I need the entries printed again word for word, without the images.

[Point-per-instance localization data]
____________
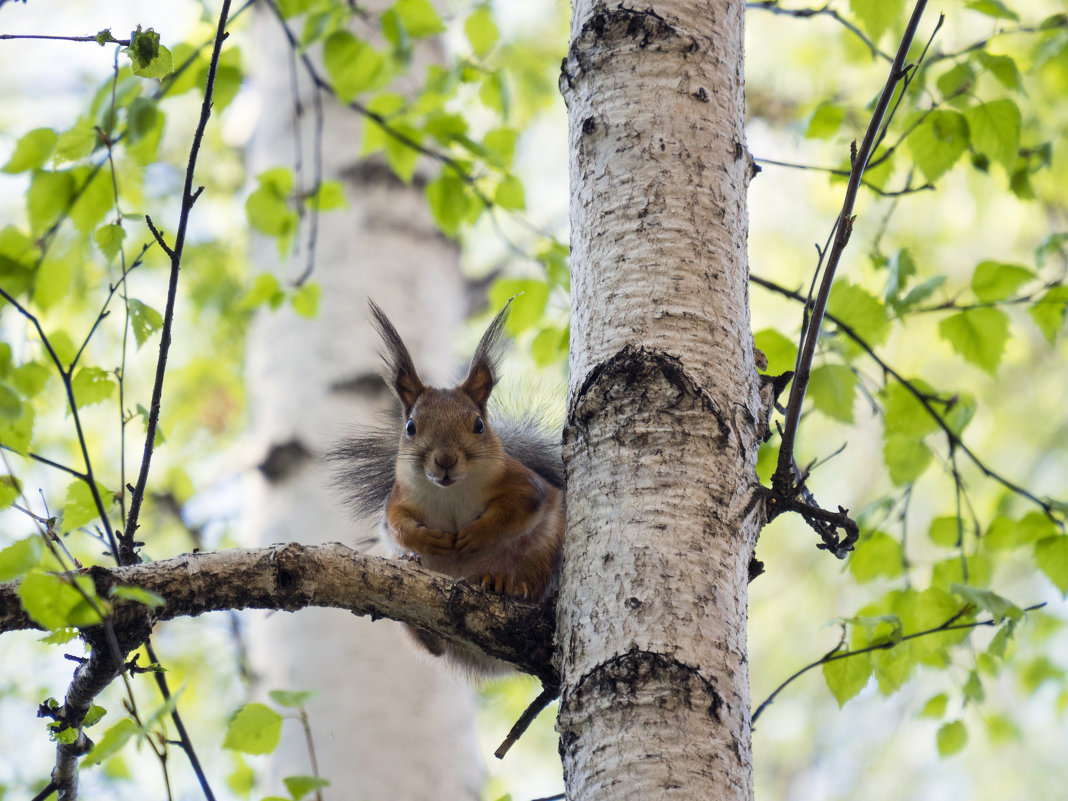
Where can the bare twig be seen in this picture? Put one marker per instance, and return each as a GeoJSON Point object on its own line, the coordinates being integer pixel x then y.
{"type": "Point", "coordinates": [782, 482]}
{"type": "Point", "coordinates": [924, 399]}
{"type": "Point", "coordinates": [544, 699]}
{"type": "Point", "coordinates": [188, 198]}
{"type": "Point", "coordinates": [774, 8]}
____________
— Exercise output —
Where can the bare twig be seen in this picture? Put one marker per instance, and return each as a GeoJSON Point object on its own line, the coordinates being integer pixel x then y.
{"type": "Point", "coordinates": [782, 482]}
{"type": "Point", "coordinates": [924, 399]}
{"type": "Point", "coordinates": [544, 699]}
{"type": "Point", "coordinates": [188, 198]}
{"type": "Point", "coordinates": [774, 8]}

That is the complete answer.